Data taken from a collection:

--------------------

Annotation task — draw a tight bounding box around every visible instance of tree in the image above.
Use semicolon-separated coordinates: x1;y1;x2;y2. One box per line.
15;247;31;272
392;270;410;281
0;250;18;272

--------------------

JOB ▸ Output the material above as a Markdown table with two columns, Row and Line. Put each non-blank line in its own numbered row.

RESULT OF THIS EXERCISE ▸
| Row | Line |
|---|---|
| 1 | Annotation task — draw a tight bounding box around every visible instance of tree in the image above. |
| 2 | Use semicolon-separated coordinates: x1;y1;x2;y2. One box per line. |
| 3 | 15;247;31;272 |
| 4 | 392;270;410;281 |
| 5 | 0;250;18;272 |